= TASK INSTRUCTIONS =
Will you transcribe the entries that follow, exactly and in full?

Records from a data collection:
--------------------------------

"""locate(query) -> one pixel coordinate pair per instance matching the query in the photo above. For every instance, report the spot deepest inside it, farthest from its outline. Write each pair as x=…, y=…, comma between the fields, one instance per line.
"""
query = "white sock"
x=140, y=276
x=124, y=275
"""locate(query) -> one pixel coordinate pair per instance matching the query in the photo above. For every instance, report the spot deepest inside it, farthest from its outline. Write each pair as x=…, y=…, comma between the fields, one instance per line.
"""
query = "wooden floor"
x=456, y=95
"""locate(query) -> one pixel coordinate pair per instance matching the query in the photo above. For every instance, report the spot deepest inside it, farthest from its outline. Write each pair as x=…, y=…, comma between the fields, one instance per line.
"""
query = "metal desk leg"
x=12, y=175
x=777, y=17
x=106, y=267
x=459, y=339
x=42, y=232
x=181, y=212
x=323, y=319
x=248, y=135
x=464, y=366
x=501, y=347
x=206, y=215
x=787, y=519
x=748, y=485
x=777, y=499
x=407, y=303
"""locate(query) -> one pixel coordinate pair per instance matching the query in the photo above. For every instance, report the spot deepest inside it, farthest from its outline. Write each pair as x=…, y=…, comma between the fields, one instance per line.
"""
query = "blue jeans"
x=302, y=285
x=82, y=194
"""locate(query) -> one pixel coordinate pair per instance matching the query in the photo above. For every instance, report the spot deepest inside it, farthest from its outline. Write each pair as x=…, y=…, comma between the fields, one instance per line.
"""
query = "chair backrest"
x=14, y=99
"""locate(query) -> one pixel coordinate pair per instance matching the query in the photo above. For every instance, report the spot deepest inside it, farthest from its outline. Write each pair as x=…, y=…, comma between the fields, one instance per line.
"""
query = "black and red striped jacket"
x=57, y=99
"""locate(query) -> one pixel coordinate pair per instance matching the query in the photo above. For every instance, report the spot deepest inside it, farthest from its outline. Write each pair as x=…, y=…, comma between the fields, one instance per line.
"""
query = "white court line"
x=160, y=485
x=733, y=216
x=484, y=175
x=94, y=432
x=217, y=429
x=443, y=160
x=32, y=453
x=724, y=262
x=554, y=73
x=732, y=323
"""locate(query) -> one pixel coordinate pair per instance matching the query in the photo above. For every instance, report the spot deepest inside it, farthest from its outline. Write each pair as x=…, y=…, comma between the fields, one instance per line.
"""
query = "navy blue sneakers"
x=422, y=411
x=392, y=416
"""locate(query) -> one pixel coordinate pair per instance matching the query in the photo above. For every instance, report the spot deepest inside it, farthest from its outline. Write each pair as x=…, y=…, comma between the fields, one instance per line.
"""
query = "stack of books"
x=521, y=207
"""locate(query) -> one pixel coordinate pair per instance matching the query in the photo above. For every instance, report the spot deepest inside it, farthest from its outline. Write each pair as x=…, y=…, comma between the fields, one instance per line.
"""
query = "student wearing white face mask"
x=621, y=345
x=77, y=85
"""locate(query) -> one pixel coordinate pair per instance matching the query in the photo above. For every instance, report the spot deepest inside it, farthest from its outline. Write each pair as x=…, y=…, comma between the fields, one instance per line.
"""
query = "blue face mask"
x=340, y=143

--------------------------------

= EXPECTED ANSWER =
"""locate(query) -> one pixel coordinate pair per instance matching the query in the photo above. For every instance, report the spot deepest inside it, farthest from its outline. Write each pair as x=…, y=…, comma between the fields, one instance per line.
"""
query = "white sock"
x=140, y=276
x=124, y=275
"""locate(query) -> one pixel coordinate pair per instance matching the query in the photo above. For every instance, report the spot deepest inside it, farthest from its outline. Write each pair as x=…, y=…, comma between the fields, one instance per line.
"""
query = "wooden floor"
x=456, y=95
"""locate(query) -> one pixel coordinate pair per instance matching the query in the photo above. For every instance, report the spot deepest inside it, farthest from its outline. Write each pair as x=…, y=…, comma between the fields, one instance per line.
"""
query = "metal desk leg"
x=12, y=175
x=777, y=17
x=106, y=267
x=459, y=339
x=42, y=232
x=181, y=212
x=323, y=319
x=248, y=135
x=464, y=366
x=501, y=347
x=206, y=215
x=787, y=519
x=748, y=485
x=777, y=499
x=407, y=303
"""locate(query) -> one pixel coordinate pair per instance matching the query in the photo above. For every instance, report the spot deepest inside it, farthest from its outline. Write each pair as x=…, y=…, comma between the fields, one instance per line.
"""
query = "blue jeans"
x=302, y=285
x=82, y=194
"""locate(query) -> one pixel coordinate pair per instance matching the query in the photo above. For every instance, report the spot deepest inside it, farthest from its outline. Write each pair as x=…, y=…, comma between the fields, one instance per line.
"""
query = "chair backrest"
x=14, y=99
"""locate(query) -> one pixel coordinate pair per instance matching the query in the photo above. For every instance, report the spot deepest inside it, farthest from its outline. Write each pair as x=…, y=…, comma between the fields, one instance per line.
"""
query = "black and red striped jacket"
x=57, y=99
"""locate(query) -> one pixel coordinate pair per instance matching the query in the photo above. For every instance, report the spot deepest inside it, farthest from its outline. Write each pair as x=…, y=…, comma between the fields, one instance per line.
"""
query = "white court line"
x=160, y=485
x=733, y=216
x=484, y=175
x=94, y=432
x=217, y=429
x=443, y=160
x=32, y=453
x=724, y=262
x=554, y=73
x=732, y=323
"""locate(query) -> one pixel coordinate pair per instance matching the query in the photo above. For every instance, report the spot deepest inside it, farthest from its outline. Write each pair as x=…, y=…, comma between the fields, one instance per line.
"""
query = "navy blue sneakers"
x=422, y=411
x=392, y=416
"""locate(query) -> one pixel coordinate pair per instance matching the query in the photo above. For every instance, report the spot deepest inside it, farthest from its outline. Write each pair as x=…, y=…, comma between the fields, one instance per line.
"""
query = "stack of books"
x=521, y=207
"""locate(query) -> one pixel coordinate pair per instance matching the query in the photo above. For every instance, report the spot deepest inside it, farthest from its outline. Write each pair as x=…, y=…, comma between the fields, one instance per line.
"""
query = "student wearing white face mask"
x=621, y=345
x=77, y=85
"""locate(query) -> one pixel coordinate pair per instance matching the query in the photo above. For every instance, report the spot deepest inside it, farthest from its outline. Write each pair as x=…, y=…, comma between the fields, one instance per line.
"""
query = "blue face mask"
x=340, y=143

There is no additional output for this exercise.